Task prompt: Reproduce the whole listing below line for line, leaving out the picture.

Provided material:
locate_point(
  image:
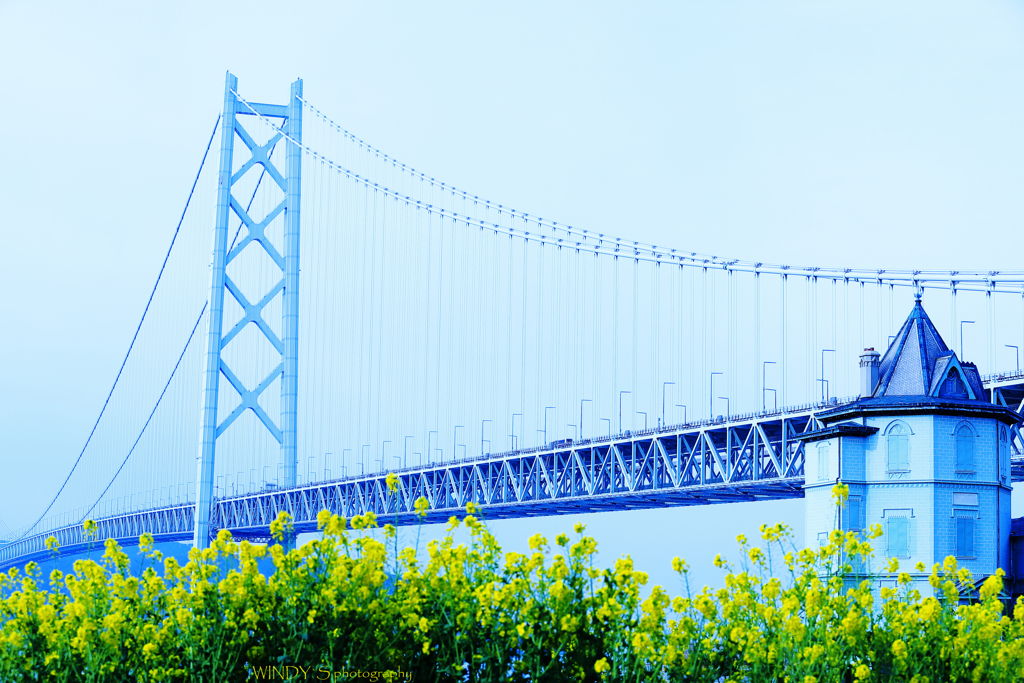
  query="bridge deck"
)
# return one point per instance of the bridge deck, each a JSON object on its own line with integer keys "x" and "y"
{"x": 748, "y": 458}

Full output:
locate_point(
  image:
  query="bridge deck"
)
# return one point per instance of the bridge deck, each a JSON object on its own line with integer keys "x" and "y"
{"x": 748, "y": 458}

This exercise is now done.